--- Begin ---

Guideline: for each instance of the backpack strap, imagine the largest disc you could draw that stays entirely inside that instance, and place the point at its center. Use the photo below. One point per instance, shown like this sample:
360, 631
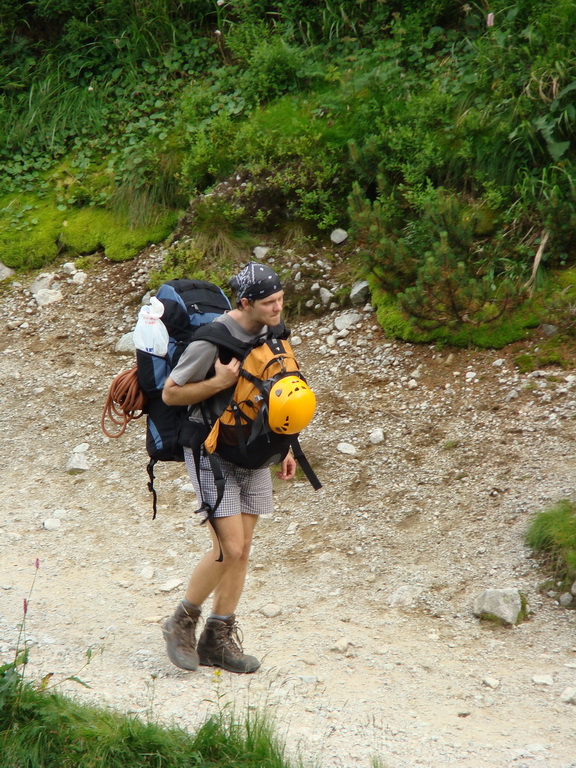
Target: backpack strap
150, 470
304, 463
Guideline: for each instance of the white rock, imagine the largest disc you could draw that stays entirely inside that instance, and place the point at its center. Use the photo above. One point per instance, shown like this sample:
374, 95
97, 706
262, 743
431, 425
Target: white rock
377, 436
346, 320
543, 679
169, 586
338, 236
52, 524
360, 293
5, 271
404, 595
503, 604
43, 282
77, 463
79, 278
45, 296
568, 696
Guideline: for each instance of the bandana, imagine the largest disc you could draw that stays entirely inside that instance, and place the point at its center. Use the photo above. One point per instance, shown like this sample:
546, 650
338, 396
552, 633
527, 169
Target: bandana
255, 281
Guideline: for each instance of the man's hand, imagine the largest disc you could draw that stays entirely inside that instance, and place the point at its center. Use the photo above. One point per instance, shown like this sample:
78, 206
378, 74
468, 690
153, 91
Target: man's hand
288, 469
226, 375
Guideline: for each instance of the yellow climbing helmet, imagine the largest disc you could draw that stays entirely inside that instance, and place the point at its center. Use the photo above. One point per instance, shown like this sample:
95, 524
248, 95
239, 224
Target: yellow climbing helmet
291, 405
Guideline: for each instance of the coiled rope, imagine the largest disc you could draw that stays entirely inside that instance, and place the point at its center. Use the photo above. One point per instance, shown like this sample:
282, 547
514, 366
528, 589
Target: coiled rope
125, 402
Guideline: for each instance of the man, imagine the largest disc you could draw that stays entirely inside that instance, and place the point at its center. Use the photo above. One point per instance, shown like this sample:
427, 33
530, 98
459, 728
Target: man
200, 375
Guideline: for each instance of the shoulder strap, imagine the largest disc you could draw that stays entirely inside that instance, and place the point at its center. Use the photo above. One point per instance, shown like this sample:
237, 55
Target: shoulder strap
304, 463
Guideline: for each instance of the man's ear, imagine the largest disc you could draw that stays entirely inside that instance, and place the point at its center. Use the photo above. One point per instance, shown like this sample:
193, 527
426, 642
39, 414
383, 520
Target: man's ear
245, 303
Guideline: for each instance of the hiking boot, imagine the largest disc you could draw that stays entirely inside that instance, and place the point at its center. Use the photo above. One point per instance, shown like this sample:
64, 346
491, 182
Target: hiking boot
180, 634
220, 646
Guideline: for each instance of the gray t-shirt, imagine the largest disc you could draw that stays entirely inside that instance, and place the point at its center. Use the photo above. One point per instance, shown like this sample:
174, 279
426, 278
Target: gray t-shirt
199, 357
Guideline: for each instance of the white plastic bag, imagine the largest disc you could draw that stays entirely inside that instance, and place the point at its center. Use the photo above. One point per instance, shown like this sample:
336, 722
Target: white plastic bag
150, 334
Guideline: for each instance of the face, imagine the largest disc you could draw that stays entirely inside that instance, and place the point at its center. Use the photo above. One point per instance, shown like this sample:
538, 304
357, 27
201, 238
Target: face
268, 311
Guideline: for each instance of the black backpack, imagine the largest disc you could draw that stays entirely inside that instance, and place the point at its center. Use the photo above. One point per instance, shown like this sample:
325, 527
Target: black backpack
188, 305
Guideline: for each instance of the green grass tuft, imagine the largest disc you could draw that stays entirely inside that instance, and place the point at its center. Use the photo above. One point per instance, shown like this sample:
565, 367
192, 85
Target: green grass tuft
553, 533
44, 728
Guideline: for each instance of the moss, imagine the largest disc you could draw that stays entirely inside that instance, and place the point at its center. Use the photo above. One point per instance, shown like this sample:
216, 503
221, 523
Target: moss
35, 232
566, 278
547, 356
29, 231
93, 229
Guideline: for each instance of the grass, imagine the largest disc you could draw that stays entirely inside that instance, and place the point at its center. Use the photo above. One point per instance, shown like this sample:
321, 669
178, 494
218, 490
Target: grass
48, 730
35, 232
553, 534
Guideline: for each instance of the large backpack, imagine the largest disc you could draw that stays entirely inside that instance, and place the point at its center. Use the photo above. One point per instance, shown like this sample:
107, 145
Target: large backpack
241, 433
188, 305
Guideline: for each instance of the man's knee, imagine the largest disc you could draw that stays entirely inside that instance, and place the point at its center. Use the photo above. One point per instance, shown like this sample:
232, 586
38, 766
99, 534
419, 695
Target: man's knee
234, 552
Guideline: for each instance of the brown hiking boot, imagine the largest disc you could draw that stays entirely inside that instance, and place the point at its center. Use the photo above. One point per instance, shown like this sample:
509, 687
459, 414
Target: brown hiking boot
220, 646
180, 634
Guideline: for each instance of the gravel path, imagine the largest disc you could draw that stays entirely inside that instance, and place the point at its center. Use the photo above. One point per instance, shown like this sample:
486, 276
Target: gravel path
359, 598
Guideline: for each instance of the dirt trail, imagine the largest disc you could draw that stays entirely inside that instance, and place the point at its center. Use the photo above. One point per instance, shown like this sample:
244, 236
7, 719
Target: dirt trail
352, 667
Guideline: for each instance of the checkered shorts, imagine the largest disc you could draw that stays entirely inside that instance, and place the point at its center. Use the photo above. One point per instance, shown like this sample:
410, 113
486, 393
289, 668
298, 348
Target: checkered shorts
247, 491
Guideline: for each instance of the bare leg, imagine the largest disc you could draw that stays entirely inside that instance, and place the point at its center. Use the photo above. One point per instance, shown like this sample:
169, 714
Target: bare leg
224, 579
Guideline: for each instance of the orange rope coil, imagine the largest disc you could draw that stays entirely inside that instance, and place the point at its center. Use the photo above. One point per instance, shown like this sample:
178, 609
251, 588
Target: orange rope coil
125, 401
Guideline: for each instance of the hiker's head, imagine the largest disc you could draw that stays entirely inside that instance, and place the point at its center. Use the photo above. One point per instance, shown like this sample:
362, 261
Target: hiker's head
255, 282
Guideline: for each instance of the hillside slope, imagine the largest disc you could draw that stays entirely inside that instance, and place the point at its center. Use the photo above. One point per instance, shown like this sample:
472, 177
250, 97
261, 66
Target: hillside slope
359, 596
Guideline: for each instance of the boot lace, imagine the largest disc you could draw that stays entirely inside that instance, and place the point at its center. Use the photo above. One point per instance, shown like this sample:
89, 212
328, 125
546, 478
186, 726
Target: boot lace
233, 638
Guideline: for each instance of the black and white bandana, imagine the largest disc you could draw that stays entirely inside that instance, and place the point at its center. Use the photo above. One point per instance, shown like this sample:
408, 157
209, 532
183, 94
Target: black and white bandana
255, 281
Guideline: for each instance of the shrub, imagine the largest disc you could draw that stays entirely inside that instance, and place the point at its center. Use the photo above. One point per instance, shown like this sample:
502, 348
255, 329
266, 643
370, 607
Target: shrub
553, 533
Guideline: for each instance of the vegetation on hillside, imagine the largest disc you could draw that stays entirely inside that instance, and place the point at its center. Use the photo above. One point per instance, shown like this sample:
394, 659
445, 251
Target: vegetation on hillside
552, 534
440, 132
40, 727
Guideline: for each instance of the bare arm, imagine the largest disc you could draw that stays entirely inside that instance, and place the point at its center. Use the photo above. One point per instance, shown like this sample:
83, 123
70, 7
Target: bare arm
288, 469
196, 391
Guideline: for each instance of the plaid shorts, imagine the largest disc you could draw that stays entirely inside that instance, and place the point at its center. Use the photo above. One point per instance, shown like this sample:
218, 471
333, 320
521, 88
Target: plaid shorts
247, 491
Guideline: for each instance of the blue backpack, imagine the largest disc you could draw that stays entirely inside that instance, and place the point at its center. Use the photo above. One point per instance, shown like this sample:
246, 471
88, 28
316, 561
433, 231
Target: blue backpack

--- End ---

-- WHAT THE TASK ASKS --
Copy the entries exactly. Leave out the images.

-- WRITTEN SOLUTION --
Guideline: for each instance of the backpack strap, imagine the largest disc you could draw that stays entirely inside that instance, and place the point at its center. Use the photo below. One point per instance, shown like this sample:
360, 631
Target: backpack strap
150, 470
304, 463
Guideline: for each instance of the white rock, imagine the largest disc you could draw that stays entirely inside that instance, and place the point at its center. Use the photo above. One point per instance, shown like this sample:
374, 95
97, 706
262, 743
431, 425
Target: white rock
377, 436
346, 320
543, 679
169, 586
338, 236
52, 524
360, 293
5, 271
404, 595
503, 604
43, 282
77, 463
79, 278
45, 296
568, 696
Guideline: for each instance of the bandana, imagine the largest disc you could draw that stays entirely inside that instance, and place the point at its center. Use the photo above. One point per instance, shown like this sample:
546, 650
338, 396
552, 633
527, 169
Target: bandana
255, 281
Guideline: for each instance of the man's hand, imagine the largest disc you could draw that stays entirely inside that instance, and place the point at its center. Use the photo above. One point per instance, shown like this sample:
78, 206
378, 74
468, 690
153, 91
Target: man's hand
288, 469
226, 375
Guideline: for each instance of the yellow climbing helmet, imagine the largest disc you could draw that stays entirely inside that instance, and place the point at its center. Use the photo above. One point per instance, shown like this sample:
95, 524
248, 95
239, 224
Target: yellow climbing helmet
291, 405
Guideline: for each instance of the coiled rope, imagine the largest disc you could draw that stays entirely inside that instance, and place the point at its center. Use the photo above. One point per instance, shown like this sample:
282, 547
514, 366
528, 589
Target: coiled rope
125, 402
Guideline: for each instance of the man, imagine the largest disc you could draw that stays entirely inside that instance, and place the point at its center. Use the photo above. One point per instance, shown like this sample:
427, 33
530, 98
459, 728
Target: man
200, 375
Guideline: for each instance of the shoulder strap, imagine the largest disc you could draw that stays entirely inside that instance, and place the point at its center. Use the photo above. One point per instance, shown like this sample:
237, 55
Target: shoulder strap
304, 463
Guideline: for each instance of the man's ear, imagine the largest disc you could draw that stays entirely inside that instance, and place the point at its center. Use the photo above. One point per instance, shown like this sample:
193, 527
426, 642
39, 414
383, 520
Target: man's ear
245, 303
Guideline: for each instance of the hiking boot, imagine the largest disc you could draw that stays entirely inside that instance, and place the point at its center. Use the photo above. One point per instance, shown like this sample:
64, 346
491, 182
Target: hiking boot
180, 634
220, 646
Guideline: for each instance of the gray t-shirt, imagine the largest disc you could draw that stays entirely inside that instance, and place the point at its center. Use the photo above. One point per instance, shown like this sample:
174, 279
426, 278
Target: gray t-shirt
199, 357
Guideline: for each instance of the white plastic bag, imagine the largest disc you could draw that stays entirely inside that instance, and place the point at its center. Use the photo above. One point per instance, shown like this sample:
336, 722
Target: white plastic bag
150, 334
Guideline: for each instance of the face, imagine the largest disc you could draw that stays entirely inside that instance, and place the point at its center. Use the photo above. One point per instance, shown like this sample:
538, 304
357, 27
201, 238
Target: face
268, 311
Guideline: for each instance of the black backpack, imagine the largest disc you could draw that stays entirely inside that instance, and place the point at its center. Use the photo above. One point per instance, shown like this sample:
325, 527
Target: black backpack
188, 305
Guideline: for each instance of the green grass tuft, imagine the largest disc you could draw that stays entirely inside that instance, and place the point at its center. Use the photo above. One point per instance, shown like this sample:
565, 367
192, 85
Target: green grass tuft
553, 533
44, 728
Guideline: for each instance of the moss, imagine the largest disc you could draw that stays entirely inside that instance, and place the point at its center. Use the photo above. One point per instance, shown like this sample:
216, 503
221, 523
Target: moss
35, 232
566, 278
547, 356
29, 231
93, 229
Guideline: for each instance of the grass, imagine the largest disc you could draw that stays entirely inside that instance, and place the point at its center. Use the photo above. One point per instance, shown like this sample:
321, 669
178, 494
218, 490
Target: grass
48, 730
35, 232
553, 534
Guideline: for each instance of the large backpack, imagine the largest disc you could draw that stays entirely inside that instance, and place the point at its center. Use the photo above. One point per instance, shown like this sample:
107, 145
Target: large backpack
241, 433
188, 305
Guideline: for each instance of the man's knee, imagine the largest disc you could draw that stays entirely inside that instance, and place the point at its center. Use the photo above. One point per instance, shown like this sample:
232, 586
38, 766
99, 534
419, 695
Target: man's knee
234, 552
Guideline: for each instance of the brown hiking boot, imagine the largest disc you could draw that stays entirely inside that instance, and place the point at its center. Use the photo above. One point per instance, shown like this sample:
509, 687
459, 414
Target: brown hiking boot
220, 646
180, 634
Guideline: for each instance of the gravel path, imagine the largest disc you could draw that stays entirely inside that instance, and place the point at its center. Use the photo above. One point per instance, shown like this sample:
486, 276
Target: gravel path
359, 598
Guideline: for each instance of the dirt trail, imagine the largest disc you could draw that stays entirely inside that instance, and place the point at its center. Use the photo above. One point per instance, shown like this sample:
244, 236
7, 719
Target: dirt trail
352, 667
Guideline: for each instance of the checkered shorts, imagine the largest disc you could draw that stays entirely inside that instance, and place the point at its center. Use the photo above. One point per instance, shown like this sample:
410, 113
486, 393
289, 668
298, 348
Target: checkered shorts
247, 491
Guideline: for each instance of the bare leg, imagine the largest disc you could draw that stays entirely inside that instance, and place the point at its center. Use the photo above. One point per instance, shown like this sample:
169, 714
Target: bare leg
224, 579
Guideline: for each instance of the orange rope coil, imagine the largest disc you could draw that stays entirely inside that instance, and place the point at its center. Use the photo above. One point per instance, shown like this sample:
178, 609
251, 588
Target: orange rope coil
125, 401
Guideline: for each instance of the hiker's head, imagine the largest disc you could draw that stays entirely inside that instance, and place the point at its center. Use the photo above. One point per instance, shown like this sample:
362, 261
Target: hiker's head
255, 282
Guideline: for each instance of the hillside slope, imagine the largest disc you could draw that stays entirely inside that instance, and place the point at its center. Use the photo above. One point per instance, shown like this sample:
472, 177
250, 97
261, 66
Target: hillside slope
359, 596
Guideline: for each instance of the boot lace, imagine the largest disc you could draw that stays entirely inside that instance, and place the point at its center. Use the photo above. One point per instance, shown like this sample:
89, 212
328, 125
546, 478
186, 726
Target: boot lace
233, 638
Guideline: for each instance of the black and white bandana, imagine the largest disc you could draw that stays entirely inside that instance, and place the point at its center. Use the photo above. One point per instance, shown like this sample:
408, 157
209, 532
183, 94
Target: black and white bandana
255, 281
Guideline: for each instance of the shrub, imagine the largest disc you could draw that stays entirely inside that instance, and place the point at its center. Use the photo above. One point per instance, shown like this sample:
502, 348
255, 329
266, 643
370, 607
Target: shrub
553, 533
Guideline: for each instance of the vegetation on hillside, imagine the largest disc you could draw that stays entirely inside that instance, and place the point at its center. Use the photo above. One point per instance, shown like this sample:
394, 659
445, 251
Target: vegetation on hillside
552, 534
440, 132
40, 727
Guideline: for each instance of the bare arm, imagine the largest disc you could draw that stays entirely inside that instance, and place the point at its center. Use the photo above. One point per instance, shown like this sample:
83, 123
70, 7
Target: bare arm
288, 469
196, 391
Guideline: for each instance of the plaid shorts, imagine the largest disc you could draw that stays entirely inside that instance, and place the point at its center. Use the photo above. One point per instance, shown like this sample:
218, 471
333, 320
521, 88
Target: plaid shorts
247, 491
Guideline: for each instance of the blue backpack, imagine the largest disc you could draw that stays entirely inside that instance, and place the point at its center. Use the photo above. One point per instance, shown like this sample:
246, 471
88, 28
316, 561
433, 231
Target: blue backpack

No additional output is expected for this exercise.